## [Exercise requirements]
Would you retype exactly the lines from the one containing "of the window" through the last line of the records below, and nothing else?

## [Source material]
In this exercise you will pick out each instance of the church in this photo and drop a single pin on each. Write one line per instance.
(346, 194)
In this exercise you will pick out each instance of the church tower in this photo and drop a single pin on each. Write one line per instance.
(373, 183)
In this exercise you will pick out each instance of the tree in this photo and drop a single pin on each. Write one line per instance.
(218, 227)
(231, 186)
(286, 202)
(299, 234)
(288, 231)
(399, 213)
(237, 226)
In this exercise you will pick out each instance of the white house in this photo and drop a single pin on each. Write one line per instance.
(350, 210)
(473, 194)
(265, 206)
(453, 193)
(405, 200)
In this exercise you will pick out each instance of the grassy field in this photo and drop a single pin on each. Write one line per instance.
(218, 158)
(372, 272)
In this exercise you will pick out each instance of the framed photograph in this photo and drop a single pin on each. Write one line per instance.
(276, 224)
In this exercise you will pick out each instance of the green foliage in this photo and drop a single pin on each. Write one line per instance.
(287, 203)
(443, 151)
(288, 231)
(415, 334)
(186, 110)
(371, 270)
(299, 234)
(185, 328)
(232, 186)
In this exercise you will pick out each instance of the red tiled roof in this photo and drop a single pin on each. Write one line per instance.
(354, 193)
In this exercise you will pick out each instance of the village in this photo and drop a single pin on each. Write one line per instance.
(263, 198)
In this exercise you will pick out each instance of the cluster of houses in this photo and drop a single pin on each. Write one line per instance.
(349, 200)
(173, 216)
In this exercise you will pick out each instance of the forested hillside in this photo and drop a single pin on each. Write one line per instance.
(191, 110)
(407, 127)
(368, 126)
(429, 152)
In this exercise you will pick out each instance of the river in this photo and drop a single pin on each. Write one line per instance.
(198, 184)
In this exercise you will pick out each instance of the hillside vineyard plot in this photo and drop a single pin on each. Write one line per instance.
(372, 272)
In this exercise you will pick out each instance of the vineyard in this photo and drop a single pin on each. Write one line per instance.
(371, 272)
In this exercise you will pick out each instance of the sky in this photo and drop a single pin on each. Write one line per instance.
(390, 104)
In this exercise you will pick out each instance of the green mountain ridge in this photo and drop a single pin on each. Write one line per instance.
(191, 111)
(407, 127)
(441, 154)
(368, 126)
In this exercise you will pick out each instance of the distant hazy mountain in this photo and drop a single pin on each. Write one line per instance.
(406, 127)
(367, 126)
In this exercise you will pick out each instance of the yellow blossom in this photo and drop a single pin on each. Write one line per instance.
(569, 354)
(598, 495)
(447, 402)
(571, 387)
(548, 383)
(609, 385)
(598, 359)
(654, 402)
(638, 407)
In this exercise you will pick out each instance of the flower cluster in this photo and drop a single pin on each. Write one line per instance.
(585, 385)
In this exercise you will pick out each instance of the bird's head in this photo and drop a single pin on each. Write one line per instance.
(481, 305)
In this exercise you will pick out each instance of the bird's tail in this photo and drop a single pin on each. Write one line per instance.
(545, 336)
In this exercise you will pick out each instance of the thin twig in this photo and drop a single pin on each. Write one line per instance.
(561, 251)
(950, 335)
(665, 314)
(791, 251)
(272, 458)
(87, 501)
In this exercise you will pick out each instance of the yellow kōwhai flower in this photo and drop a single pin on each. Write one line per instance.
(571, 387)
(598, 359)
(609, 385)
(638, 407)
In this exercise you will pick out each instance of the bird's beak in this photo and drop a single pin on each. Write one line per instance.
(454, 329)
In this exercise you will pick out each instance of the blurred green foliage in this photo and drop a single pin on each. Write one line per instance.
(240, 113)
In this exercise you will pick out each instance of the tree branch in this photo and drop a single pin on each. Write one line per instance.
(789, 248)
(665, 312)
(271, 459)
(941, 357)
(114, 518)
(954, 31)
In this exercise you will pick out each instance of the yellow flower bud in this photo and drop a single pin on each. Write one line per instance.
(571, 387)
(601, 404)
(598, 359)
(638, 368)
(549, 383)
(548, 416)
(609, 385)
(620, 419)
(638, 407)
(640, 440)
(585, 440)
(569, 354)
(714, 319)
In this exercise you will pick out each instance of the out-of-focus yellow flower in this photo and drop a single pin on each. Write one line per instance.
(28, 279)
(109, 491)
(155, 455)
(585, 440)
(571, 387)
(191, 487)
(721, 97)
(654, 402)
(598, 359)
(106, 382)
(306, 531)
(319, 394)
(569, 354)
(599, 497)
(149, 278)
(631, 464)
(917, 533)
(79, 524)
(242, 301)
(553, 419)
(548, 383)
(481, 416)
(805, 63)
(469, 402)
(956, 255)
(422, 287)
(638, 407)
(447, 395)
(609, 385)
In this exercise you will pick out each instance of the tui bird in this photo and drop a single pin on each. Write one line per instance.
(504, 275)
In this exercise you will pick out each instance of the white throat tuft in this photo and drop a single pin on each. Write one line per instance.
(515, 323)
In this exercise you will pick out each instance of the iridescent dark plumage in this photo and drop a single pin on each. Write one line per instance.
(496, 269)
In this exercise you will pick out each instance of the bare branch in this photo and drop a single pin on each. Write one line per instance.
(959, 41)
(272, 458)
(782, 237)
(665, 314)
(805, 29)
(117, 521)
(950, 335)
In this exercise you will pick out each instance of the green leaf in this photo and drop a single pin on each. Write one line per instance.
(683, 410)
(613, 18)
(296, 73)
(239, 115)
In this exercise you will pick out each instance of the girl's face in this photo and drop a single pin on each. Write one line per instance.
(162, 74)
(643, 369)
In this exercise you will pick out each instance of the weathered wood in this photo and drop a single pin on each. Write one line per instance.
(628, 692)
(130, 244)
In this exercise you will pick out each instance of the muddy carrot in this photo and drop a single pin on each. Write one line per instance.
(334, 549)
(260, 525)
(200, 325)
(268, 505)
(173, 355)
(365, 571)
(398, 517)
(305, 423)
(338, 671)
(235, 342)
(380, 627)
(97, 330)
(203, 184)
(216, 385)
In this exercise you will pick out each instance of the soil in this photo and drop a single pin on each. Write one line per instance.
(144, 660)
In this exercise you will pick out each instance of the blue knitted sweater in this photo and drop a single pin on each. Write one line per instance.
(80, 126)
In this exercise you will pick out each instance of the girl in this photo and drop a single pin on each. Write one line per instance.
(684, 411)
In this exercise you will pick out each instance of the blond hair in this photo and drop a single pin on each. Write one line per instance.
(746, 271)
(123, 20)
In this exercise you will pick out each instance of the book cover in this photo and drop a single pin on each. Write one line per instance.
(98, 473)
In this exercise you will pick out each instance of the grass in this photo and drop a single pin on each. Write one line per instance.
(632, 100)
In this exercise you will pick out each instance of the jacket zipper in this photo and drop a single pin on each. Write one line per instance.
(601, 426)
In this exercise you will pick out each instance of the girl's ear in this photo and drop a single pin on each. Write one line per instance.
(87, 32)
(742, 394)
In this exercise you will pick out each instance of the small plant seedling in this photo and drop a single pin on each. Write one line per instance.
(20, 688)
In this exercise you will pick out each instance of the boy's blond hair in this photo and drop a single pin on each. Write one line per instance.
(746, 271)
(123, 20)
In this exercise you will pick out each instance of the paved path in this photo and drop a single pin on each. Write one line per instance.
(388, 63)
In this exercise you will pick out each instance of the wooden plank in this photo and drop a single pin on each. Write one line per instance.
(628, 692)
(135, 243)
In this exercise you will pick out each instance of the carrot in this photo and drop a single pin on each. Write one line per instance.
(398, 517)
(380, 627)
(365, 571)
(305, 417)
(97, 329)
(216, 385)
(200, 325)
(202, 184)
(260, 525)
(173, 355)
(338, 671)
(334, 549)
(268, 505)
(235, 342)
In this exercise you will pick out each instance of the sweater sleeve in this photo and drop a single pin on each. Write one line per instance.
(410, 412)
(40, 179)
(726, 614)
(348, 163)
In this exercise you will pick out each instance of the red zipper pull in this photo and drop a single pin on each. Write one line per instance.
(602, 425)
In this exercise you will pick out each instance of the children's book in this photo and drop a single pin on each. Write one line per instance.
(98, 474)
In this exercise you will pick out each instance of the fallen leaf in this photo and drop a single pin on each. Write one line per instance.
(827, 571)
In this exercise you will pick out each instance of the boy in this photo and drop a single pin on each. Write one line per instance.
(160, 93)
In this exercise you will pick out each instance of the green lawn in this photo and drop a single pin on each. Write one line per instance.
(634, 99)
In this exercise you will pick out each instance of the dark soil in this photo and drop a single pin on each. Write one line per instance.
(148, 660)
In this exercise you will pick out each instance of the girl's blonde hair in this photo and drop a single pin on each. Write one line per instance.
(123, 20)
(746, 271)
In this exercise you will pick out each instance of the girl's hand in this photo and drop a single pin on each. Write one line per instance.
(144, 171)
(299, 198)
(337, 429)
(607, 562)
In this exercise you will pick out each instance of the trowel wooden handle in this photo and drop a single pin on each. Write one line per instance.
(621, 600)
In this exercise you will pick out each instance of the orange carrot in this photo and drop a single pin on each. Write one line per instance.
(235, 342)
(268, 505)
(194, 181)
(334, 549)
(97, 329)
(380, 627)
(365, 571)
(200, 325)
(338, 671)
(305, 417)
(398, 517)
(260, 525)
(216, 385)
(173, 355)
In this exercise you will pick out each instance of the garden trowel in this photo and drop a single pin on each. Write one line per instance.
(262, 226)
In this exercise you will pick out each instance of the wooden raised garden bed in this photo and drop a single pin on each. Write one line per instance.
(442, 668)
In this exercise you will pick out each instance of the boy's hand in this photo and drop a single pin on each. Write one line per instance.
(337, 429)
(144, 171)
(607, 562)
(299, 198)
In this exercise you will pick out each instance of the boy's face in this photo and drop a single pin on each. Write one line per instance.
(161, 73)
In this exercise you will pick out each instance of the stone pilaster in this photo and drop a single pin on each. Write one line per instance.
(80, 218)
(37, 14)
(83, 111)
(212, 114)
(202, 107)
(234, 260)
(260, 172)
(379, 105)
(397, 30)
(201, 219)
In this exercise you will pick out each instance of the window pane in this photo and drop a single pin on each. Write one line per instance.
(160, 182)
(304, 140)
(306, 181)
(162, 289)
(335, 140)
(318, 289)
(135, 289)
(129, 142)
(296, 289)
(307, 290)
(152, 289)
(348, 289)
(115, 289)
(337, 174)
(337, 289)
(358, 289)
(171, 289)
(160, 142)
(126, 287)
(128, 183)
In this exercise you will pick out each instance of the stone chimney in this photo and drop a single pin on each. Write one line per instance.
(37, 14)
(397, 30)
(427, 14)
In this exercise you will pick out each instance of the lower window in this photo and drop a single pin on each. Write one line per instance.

## [Problem solution]
In this exercise you will pick out each instance of the window pane in this photo and drop a single pin on each. Write one line per instance.
(160, 182)
(304, 140)
(306, 181)
(162, 289)
(335, 140)
(318, 289)
(135, 289)
(129, 142)
(296, 289)
(307, 290)
(152, 289)
(348, 289)
(115, 289)
(337, 174)
(337, 289)
(358, 289)
(171, 289)
(160, 142)
(126, 287)
(128, 183)
In this exercise you will pick out each instance of the stone chimney in this photo and drop a single pin on each. Write one line per instance.
(37, 14)
(397, 30)
(427, 14)
In this exercise you will pick out each instance of the lower window in this photo and drop a single pin on each. Write one line per instance.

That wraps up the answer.